### WHAT IS REQUIRED:
Print the entries below character for character, starting at their first line and ending at the line that contains "POLYGON ((266 154, 274", including that line and nothing past it.

### DATA SUPPLIED:
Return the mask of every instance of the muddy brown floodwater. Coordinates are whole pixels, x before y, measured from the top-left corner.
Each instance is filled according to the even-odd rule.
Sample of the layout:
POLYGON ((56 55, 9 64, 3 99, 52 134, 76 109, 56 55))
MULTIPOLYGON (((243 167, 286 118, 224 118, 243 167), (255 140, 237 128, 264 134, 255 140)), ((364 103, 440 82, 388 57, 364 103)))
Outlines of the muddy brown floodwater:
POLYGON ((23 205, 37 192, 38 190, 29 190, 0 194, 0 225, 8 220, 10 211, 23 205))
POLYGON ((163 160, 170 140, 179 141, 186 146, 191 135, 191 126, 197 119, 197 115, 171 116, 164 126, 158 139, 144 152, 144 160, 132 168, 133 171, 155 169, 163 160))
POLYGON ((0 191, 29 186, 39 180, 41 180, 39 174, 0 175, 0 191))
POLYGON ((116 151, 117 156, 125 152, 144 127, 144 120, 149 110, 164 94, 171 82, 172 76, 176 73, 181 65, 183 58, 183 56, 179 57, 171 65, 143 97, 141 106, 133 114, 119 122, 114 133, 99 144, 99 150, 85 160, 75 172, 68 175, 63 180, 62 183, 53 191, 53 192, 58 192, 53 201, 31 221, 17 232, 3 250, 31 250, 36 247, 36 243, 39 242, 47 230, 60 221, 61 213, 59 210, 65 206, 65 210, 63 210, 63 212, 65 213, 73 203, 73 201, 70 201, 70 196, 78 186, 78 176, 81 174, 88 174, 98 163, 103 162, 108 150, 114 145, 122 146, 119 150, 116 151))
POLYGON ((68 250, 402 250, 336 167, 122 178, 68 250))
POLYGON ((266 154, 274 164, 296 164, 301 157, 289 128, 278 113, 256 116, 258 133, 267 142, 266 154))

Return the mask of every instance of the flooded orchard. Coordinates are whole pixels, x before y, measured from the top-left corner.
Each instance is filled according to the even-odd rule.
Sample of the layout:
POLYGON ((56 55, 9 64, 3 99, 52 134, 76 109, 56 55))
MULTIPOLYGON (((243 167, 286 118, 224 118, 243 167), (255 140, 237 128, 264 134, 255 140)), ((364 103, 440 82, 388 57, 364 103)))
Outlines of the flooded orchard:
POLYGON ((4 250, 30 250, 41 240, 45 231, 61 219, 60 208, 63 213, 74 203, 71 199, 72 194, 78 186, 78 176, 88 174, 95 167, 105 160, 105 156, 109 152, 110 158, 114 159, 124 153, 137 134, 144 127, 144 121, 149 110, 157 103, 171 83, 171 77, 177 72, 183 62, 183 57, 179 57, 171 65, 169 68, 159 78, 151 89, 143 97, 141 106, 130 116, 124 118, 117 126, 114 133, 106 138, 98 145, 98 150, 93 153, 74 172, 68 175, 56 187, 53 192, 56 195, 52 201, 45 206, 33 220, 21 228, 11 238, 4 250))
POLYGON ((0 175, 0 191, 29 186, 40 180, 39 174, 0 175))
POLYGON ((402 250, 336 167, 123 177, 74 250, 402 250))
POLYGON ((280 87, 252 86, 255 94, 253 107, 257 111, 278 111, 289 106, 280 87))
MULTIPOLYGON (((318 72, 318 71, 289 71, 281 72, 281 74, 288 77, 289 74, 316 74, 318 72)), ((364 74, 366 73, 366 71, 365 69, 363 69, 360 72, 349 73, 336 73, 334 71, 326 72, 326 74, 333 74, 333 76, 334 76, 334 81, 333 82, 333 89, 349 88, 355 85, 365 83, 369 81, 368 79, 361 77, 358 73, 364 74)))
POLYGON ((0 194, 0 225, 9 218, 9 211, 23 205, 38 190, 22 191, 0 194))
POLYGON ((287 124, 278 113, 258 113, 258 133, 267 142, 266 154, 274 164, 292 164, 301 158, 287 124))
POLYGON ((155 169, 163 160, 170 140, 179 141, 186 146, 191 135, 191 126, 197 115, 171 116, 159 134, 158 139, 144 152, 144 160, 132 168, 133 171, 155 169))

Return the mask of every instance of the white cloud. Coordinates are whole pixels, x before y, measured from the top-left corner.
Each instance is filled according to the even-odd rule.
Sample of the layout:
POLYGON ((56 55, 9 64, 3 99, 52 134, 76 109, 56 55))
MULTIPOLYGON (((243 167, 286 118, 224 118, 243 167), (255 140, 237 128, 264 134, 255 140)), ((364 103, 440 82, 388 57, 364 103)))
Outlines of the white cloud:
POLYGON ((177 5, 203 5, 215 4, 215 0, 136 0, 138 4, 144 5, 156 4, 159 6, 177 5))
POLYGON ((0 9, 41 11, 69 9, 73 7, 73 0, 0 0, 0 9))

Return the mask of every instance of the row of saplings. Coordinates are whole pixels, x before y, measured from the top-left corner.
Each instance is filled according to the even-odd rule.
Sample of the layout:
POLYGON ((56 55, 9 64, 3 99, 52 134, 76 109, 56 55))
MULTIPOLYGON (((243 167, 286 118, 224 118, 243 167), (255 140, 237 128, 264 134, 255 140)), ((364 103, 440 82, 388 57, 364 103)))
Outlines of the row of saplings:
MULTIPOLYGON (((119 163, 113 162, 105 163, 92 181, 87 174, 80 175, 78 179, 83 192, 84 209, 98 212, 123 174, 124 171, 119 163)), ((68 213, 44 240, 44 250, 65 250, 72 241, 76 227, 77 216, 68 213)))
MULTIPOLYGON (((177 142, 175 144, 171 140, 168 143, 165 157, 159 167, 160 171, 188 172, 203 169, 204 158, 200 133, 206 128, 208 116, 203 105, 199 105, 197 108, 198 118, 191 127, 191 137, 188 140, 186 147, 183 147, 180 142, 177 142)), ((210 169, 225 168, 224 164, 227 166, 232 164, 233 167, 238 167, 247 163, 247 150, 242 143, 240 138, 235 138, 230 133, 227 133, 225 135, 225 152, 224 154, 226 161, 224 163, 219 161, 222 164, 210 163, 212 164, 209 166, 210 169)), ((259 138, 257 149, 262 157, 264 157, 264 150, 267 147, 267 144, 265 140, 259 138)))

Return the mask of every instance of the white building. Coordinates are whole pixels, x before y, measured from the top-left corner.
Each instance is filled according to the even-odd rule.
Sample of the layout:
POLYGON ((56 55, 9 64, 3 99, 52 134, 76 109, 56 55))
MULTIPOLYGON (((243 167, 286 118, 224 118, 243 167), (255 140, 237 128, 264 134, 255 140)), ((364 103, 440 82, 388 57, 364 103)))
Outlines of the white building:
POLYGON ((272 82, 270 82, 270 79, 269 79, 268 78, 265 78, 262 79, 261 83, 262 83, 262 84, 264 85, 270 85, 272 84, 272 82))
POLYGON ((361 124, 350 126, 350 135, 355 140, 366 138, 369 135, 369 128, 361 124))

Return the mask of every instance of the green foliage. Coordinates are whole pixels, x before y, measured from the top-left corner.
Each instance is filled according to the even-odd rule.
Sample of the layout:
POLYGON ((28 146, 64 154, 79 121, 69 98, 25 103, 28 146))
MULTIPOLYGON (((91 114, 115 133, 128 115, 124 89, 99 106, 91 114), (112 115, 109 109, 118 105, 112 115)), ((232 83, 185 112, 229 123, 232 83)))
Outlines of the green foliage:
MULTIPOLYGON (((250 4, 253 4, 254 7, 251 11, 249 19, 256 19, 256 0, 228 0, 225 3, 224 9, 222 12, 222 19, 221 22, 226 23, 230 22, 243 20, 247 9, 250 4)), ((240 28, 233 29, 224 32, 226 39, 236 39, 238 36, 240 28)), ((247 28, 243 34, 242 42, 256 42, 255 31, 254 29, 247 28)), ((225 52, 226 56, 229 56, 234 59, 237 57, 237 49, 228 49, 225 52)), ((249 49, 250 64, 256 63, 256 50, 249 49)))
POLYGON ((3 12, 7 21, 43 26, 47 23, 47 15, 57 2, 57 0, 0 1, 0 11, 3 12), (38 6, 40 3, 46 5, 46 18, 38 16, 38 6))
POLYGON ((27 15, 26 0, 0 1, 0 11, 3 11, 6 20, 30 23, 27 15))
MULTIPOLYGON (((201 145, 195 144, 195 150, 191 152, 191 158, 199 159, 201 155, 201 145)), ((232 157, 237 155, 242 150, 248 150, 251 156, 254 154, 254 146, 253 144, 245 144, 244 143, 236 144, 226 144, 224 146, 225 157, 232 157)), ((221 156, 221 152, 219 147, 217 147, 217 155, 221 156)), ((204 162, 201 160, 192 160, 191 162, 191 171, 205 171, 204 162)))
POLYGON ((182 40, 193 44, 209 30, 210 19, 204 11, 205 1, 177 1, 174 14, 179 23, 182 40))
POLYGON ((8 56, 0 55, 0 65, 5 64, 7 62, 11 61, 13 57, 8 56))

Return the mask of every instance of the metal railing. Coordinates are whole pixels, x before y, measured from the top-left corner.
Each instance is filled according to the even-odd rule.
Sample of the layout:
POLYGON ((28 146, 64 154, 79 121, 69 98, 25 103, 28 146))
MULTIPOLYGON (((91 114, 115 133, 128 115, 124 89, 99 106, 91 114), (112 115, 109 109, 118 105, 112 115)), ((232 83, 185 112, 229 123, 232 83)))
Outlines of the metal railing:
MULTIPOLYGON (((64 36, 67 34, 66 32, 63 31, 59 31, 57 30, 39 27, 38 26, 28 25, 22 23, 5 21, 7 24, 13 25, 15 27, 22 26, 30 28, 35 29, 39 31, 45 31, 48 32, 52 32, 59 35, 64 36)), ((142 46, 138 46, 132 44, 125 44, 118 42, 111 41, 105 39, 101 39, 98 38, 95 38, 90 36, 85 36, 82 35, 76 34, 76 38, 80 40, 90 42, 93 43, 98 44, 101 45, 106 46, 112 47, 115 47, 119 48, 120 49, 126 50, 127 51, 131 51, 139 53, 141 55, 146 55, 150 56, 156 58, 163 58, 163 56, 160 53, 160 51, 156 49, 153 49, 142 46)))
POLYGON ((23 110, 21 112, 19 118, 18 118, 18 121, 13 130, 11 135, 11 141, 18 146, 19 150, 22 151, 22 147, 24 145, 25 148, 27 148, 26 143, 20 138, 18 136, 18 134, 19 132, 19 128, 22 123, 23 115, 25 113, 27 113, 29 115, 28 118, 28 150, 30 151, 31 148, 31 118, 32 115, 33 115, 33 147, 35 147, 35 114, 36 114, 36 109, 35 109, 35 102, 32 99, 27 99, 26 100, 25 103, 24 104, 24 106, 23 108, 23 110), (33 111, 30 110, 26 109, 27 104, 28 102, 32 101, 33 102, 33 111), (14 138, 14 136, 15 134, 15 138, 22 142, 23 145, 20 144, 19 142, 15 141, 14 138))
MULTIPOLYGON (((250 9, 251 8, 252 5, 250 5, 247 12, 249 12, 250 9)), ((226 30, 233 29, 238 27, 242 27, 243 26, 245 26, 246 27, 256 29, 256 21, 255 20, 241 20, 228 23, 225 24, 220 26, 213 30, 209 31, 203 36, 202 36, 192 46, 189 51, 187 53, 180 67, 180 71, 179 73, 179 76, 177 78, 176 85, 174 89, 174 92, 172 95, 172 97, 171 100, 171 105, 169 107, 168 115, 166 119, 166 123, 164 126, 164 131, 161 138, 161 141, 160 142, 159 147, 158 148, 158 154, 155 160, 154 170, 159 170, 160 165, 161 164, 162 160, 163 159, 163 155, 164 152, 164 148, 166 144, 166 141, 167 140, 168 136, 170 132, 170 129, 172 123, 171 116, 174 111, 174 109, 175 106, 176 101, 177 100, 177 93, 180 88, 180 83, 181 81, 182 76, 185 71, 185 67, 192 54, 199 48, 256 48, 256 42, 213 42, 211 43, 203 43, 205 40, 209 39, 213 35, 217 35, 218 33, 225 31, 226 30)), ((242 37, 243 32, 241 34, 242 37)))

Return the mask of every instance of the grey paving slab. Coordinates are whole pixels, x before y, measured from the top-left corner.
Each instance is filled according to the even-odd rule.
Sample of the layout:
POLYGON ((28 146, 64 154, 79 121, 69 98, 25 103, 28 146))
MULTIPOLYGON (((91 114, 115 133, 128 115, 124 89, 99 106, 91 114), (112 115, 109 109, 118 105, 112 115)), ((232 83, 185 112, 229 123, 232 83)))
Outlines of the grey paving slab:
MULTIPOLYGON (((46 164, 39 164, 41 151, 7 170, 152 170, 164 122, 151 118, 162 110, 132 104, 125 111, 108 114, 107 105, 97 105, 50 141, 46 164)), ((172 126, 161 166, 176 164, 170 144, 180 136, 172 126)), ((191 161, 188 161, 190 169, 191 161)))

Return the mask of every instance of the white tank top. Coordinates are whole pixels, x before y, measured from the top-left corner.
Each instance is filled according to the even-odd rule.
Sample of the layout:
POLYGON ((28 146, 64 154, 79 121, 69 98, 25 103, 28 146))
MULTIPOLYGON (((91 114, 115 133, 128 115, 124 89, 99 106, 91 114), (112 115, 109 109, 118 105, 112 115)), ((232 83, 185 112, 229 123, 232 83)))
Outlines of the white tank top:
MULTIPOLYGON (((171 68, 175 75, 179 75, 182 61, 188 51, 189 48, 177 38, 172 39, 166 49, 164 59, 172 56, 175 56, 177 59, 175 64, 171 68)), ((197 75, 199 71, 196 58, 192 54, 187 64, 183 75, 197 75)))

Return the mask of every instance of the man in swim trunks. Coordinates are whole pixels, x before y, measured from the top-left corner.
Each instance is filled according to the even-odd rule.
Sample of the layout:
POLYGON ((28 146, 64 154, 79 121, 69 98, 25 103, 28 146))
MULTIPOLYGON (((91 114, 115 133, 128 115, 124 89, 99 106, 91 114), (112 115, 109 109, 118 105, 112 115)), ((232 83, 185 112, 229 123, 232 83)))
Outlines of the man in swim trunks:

### THE COMPLETED TASK:
Return the mask of every instance of the muddy brown floodwater. Coordinates are whole pixels, x before y, measured from the top-left corner.
Each instance is filled according to the even-odd rule.
Sample of the layout:
POLYGON ((56 55, 9 64, 3 99, 52 134, 76 109, 56 55))
MULTIPOLYGON (((243 167, 286 118, 224 118, 243 167), (255 140, 237 128, 264 134, 255 140)), ((364 103, 440 82, 388 57, 364 103)))
Outlines of the muddy brown floodwater:
POLYGON ((23 205, 37 192, 38 190, 29 190, 0 194, 0 225, 8 220, 10 211, 23 205))
POLYGON ((163 160, 170 140, 179 141, 186 146, 191 135, 191 126, 197 119, 197 115, 171 116, 164 126, 158 139, 144 152, 144 160, 132 168, 133 171, 155 169, 163 160))
POLYGON ((0 191, 29 186, 39 180, 41 180, 39 174, 0 175, 0 191))
POLYGON ((116 151, 117 156, 125 152, 144 127, 144 120, 149 110, 164 94, 171 82, 172 76, 176 73, 181 65, 183 58, 183 56, 179 57, 171 65, 143 97, 141 106, 133 114, 119 122, 114 133, 99 144, 99 150, 85 160, 75 172, 68 175, 63 180, 62 183, 53 191, 53 192, 58 192, 53 201, 31 221, 17 232, 3 250, 31 250, 36 247, 36 243, 39 242, 47 230, 60 221, 61 213, 59 210, 65 206, 65 210, 63 210, 63 212, 65 213, 73 203, 73 201, 70 201, 70 196, 78 186, 78 176, 81 174, 88 174, 98 163, 103 162, 108 150, 114 145, 122 146, 119 150, 116 151))
POLYGON ((68 250, 402 250, 336 167, 122 178, 68 250))
POLYGON ((266 154, 274 164, 296 164, 301 157, 289 128, 278 113, 256 116, 258 133, 267 142, 266 154))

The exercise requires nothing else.